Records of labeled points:

┌──

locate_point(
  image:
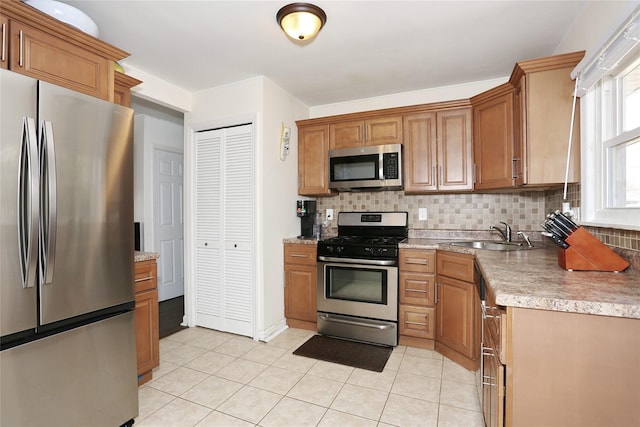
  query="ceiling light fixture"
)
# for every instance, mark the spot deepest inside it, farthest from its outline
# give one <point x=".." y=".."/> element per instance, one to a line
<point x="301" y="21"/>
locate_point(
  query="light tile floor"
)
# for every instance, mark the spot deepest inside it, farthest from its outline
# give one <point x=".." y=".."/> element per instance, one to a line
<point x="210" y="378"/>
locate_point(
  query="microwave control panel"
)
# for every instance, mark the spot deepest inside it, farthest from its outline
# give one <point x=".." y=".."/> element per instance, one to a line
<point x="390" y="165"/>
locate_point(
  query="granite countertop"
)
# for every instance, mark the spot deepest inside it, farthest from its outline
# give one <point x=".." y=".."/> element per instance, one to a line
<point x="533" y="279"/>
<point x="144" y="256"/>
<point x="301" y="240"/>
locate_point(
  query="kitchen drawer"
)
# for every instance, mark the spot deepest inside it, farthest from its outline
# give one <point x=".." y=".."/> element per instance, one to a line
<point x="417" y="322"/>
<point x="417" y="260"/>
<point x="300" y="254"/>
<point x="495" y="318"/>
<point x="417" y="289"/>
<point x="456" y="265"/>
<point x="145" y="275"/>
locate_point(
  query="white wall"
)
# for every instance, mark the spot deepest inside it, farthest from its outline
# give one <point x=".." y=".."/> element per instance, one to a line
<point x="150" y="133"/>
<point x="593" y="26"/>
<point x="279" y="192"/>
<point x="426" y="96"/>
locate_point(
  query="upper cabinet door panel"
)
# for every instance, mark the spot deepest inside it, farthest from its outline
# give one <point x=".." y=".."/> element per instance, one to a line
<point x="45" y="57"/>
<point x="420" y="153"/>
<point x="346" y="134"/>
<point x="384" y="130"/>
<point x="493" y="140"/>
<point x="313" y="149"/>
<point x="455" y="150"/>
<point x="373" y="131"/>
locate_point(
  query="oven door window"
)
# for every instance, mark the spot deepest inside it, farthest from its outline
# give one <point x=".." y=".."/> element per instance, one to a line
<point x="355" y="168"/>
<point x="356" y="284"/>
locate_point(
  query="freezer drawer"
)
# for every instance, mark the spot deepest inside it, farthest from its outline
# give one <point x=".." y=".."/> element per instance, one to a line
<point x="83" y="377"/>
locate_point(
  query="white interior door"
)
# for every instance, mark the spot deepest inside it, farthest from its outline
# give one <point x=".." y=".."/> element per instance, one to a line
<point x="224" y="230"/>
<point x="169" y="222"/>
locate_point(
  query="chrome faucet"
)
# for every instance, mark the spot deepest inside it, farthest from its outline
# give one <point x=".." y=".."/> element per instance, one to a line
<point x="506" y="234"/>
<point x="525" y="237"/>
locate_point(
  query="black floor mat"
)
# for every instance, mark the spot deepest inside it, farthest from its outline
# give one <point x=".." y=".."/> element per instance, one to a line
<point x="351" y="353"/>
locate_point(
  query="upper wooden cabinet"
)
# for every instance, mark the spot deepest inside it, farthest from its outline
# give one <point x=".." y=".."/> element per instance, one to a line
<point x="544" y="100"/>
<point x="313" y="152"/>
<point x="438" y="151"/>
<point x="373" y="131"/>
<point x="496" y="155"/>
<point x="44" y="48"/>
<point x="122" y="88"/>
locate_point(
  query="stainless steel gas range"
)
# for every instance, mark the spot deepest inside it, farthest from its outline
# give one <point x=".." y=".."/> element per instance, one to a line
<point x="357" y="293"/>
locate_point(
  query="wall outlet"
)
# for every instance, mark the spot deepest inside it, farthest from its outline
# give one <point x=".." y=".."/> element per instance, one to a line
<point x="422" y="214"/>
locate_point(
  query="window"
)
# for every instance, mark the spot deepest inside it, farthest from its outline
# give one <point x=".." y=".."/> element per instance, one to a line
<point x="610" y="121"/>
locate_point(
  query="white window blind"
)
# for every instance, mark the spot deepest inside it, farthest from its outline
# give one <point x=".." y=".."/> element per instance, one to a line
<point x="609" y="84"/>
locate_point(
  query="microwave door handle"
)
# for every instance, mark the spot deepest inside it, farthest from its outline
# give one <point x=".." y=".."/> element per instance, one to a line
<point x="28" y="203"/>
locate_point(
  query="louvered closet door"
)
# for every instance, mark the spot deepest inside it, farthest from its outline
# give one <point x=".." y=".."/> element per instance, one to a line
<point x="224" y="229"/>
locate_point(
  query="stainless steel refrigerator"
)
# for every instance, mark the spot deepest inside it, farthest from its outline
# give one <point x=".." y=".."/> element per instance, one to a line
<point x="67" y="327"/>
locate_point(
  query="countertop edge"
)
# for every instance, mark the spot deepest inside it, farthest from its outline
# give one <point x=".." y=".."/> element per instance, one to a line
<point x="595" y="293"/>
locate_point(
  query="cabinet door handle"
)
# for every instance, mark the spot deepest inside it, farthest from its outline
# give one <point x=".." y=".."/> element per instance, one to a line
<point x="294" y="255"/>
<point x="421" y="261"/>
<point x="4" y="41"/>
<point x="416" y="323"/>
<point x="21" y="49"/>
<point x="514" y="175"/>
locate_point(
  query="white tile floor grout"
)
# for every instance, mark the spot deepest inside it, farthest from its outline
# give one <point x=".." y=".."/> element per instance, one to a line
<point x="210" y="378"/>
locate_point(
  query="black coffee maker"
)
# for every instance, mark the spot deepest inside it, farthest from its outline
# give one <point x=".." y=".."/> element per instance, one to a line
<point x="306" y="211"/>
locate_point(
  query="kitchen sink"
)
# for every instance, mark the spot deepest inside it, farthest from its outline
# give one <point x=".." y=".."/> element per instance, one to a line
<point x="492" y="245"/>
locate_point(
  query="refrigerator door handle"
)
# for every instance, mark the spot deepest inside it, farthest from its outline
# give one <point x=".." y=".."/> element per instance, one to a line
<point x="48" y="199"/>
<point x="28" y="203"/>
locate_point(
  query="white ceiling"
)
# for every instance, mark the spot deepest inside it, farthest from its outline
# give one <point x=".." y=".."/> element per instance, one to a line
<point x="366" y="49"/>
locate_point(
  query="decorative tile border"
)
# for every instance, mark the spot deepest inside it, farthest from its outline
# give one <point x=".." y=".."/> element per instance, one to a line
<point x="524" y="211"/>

└──

■ What needs to be done
Find each line above that contains the string "countertop" and copy those lines out in full.

■ Expected output
  query="granite countertop"
  query="countertop edge"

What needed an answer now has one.